> GIVEN TEXT:
+ + + + +

A look at some of the books we've enjoyed

      

Ships' Cats, by Val Lewis

Ships' Cats in War and Peace
Val Lewis
(Nauticalia, 2001;
ISBN 0 953 04581 1
)

This book, mentioned elsewhere on the site, is a well-researched and fascinating treasure trove of information about cats on ships, from those of ancient Egypt to particular animals of modern times. There are nearly 80 accounts — some long, some short, some sad, many inspiring — and a number of illustrations.

Travelling Cat
Frederick Harrison
(Souvenir Books, London, 1988; Grafton Books, London, 1989;
ISBN 0 586 20694 9
)

Not so many people take their cat travelling by road. This endearing little book was written by one who did, and recounts his travels around Britain for several months in a camper van, accompanied by Pugwash. The cat seems to have taken to the nomadic lifestyle remarkably well, as evidenced by the author's own photos of him in diverse locations. Harrison writes with humour and a well-developed sense of the ridiculous, detailing the places he visited and some of the eccentric characters he met, as well as what life was like 'on the road' with Pugwash.

For the sequel, Travelling Cat in Ireland, see Folios 3.

Travelling Cat, by Frederick Harrison
Mrs Chippy's Last Expedition, by Caroline Alexander

Mrs Chippy's Last Expedition
Caroline Alexander
(Bloomsbury Publishing, London, 1997;
ISBN 0 7475 3819 0
)

It's not well known that Mrs Chippy, the cat on Ernest Shackleton's ill-fated expedition to the Antarctic in the Discovery, kept a journal during 1915! This exceptional book publishes that journal, with its day-by-day accounts of a cat's life on board, and the frozen continent where the vessel eventually arrived. There's an introduction by 'Lord Mouser-Hunt'. A clever idea, and well worth a read.

Our Famous Felines section includes an account of Mrs Chippy.

+ + + + +

Entries pointing to labeled objects:
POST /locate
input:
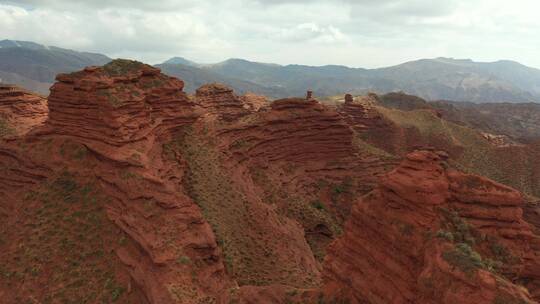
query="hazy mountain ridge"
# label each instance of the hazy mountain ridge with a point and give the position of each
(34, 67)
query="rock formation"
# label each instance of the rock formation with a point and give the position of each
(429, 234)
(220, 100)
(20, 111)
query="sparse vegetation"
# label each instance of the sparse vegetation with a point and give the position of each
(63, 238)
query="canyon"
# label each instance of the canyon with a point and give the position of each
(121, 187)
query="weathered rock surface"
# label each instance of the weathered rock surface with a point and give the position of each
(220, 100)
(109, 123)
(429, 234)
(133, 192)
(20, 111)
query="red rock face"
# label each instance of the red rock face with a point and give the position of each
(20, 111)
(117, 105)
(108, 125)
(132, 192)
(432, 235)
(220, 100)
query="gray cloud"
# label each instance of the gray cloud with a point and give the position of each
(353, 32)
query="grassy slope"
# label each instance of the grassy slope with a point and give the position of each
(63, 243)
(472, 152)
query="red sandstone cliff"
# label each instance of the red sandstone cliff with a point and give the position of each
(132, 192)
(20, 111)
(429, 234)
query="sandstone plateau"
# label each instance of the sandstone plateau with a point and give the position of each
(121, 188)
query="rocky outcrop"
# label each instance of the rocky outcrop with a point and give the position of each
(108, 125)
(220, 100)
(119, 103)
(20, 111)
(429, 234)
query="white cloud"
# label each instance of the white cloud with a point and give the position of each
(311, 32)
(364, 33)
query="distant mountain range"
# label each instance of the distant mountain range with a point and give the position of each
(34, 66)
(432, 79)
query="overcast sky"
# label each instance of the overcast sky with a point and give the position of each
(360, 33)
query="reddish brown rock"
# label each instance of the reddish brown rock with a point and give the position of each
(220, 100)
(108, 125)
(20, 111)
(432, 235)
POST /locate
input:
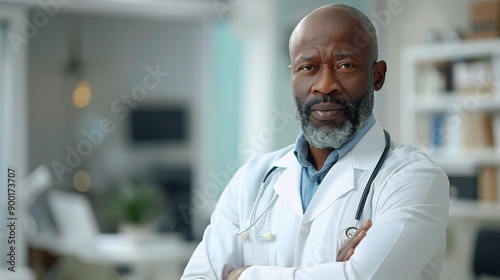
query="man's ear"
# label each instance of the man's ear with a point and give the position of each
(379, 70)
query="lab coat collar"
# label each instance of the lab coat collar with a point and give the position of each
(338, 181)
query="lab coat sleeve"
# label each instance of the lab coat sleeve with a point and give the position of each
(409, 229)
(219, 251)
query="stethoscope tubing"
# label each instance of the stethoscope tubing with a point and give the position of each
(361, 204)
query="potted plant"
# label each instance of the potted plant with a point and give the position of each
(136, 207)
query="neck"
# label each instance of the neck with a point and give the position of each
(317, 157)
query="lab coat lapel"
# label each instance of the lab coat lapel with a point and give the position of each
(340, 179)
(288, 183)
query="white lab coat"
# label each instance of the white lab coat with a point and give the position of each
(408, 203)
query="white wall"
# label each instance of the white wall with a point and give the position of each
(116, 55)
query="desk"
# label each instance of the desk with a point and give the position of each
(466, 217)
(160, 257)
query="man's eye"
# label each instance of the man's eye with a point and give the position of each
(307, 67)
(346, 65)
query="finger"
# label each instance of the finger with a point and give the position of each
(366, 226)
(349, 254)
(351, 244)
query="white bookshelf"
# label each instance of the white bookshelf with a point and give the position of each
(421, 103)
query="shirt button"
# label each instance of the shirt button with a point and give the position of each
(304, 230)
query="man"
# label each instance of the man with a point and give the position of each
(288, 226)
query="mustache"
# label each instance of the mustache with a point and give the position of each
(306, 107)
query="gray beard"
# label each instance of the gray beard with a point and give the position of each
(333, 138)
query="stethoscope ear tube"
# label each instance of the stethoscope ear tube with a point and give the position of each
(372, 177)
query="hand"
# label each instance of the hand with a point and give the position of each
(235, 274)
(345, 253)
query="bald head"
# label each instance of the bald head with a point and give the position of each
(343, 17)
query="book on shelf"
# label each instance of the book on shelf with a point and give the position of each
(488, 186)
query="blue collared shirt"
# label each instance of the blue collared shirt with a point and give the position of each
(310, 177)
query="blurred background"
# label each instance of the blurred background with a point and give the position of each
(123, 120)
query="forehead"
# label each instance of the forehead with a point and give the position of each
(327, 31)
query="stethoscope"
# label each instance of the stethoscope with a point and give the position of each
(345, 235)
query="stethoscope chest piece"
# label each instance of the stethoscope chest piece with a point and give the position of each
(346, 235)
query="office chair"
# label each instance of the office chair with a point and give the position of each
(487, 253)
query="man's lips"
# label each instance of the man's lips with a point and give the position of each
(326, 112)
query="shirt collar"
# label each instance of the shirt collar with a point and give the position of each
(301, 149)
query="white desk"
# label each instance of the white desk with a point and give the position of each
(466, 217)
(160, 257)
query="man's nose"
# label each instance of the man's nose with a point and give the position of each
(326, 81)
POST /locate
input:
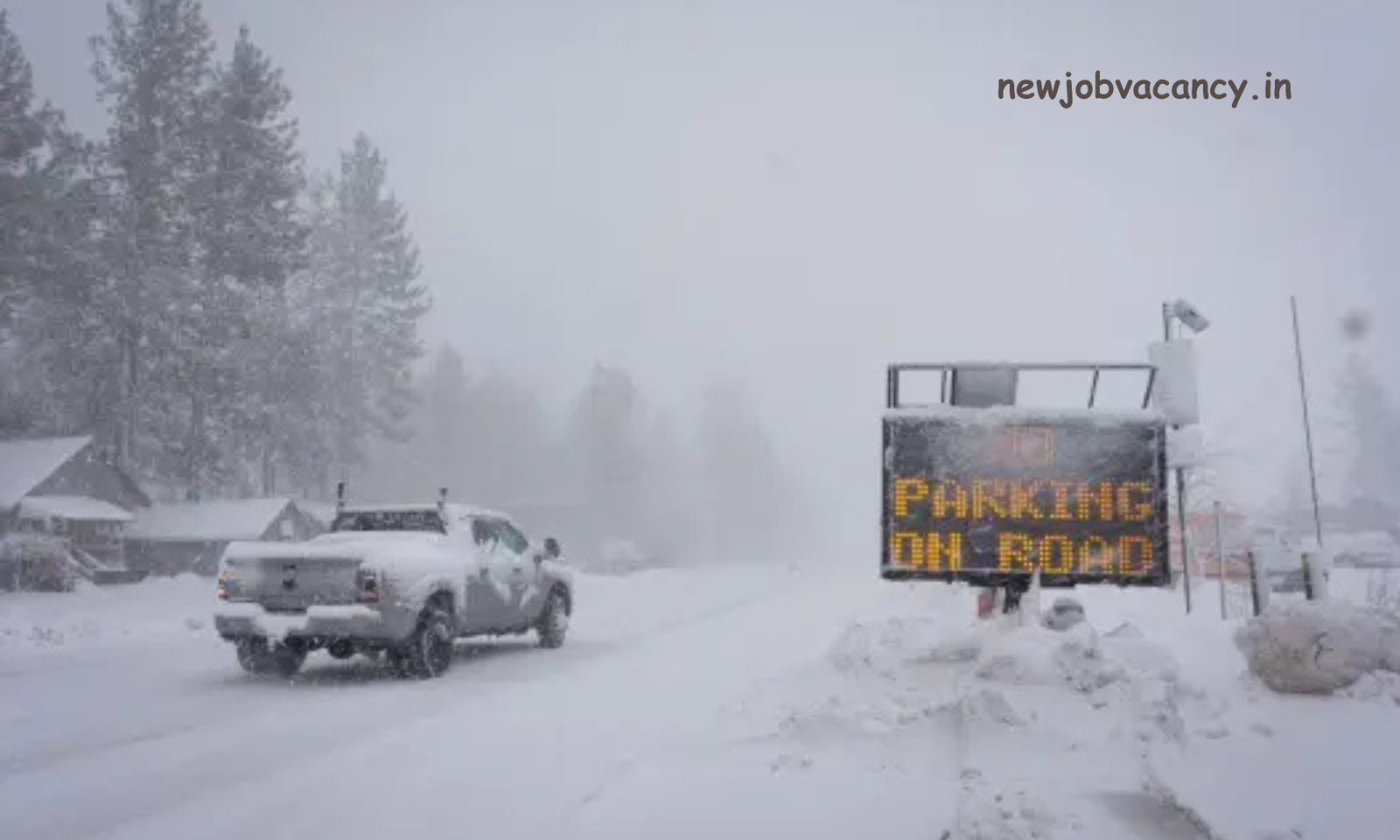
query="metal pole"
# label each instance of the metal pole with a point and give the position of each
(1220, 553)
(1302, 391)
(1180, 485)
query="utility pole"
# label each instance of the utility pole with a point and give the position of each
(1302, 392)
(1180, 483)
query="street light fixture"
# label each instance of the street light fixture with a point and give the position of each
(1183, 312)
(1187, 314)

+ + + + +

> YOUR TASKS:
[a] According to the cat book reviews, what vehicle did Frederick Harrison travel around Britain in with Pugwash?
[b] Please proceed with the cat book reviews, picking up after their final line.
These entries have no connection to the cat book reviews.

> ANSWERS IN ORDER:
[a] A camper van.

[b]
Cats: 99 Lives
Howard Loxton
(first published 1998, Duncan Baird Publishers; new edition 2001;
ISBN 1 900131 32 2
)

A lavishly illustrated little book about 'cats in legend, history and literature; a colourful journey through the feline world from ancient Egypt to the present'. Ninety-nine specific cats are featured: but there's far more besides, and a wealth of interesting information in the book. I've browsed through this one often.

Cats: 99 Lives, by Howard Loxton
Miss Mac, the Church Cat, by Miss Mac and Fr John Chaloner

Miss Mac, the Church Cat: An Autobiography
(Redemptorist Publications, 2004;
ISBN 0 85231 293 8
)

Another literary feline resided in the northern English county of Lancashire, in the parish of St Hubert's, Dunsop Bridge. With the aid of her scribe, Father John Chaloner, she was able to put her thoughts and experiences on record. I don't think I can do better than quote from the summary on this lovely little book's cover:

'Miss Mac the church cat takes us through the Church year and through the seasons of nature. We meet her friends, including an angel called Goldilocks, St Hubert and Custard the camel. We share her adventures in the woods, streams, hills and, of course, the church. She also shares her thoughts and reflections with us. This amusing book, ranging from the profound to the comical, will charm and delight readers of all ages.'

I second that. Sadly, Miss Mac disappeared not long after her book was completed, but you can read her story here.

Ko-Ko, the Church Cat who found Love
(Redemptorist Publications, 2006;
ISBN 0 85231 327 6
)

Ko-Ko was Miss Mac's successor at St Hubert's (see left) and was also a cat with literary leanings! In this book Ko-Ko takes us to meet his friends, including some who knew Miss Mac before him; and there are animals who tell their own tales, too, rather à la Chaucer. In the course of the narratives, introductions and explanations crop up to many of the Church's beliefs and celebrations, and it is the love of God that Ko-Ko finds. Both this book and Miss Mac's benefit from Father Chaloner's perceptive and amusing pen-and-ink drawings.

You'll find the story of both Ko-Ko and Miss Mac in our Featuring Felines section, and it also includes an account of the subsequent church cat, Mungojerrie.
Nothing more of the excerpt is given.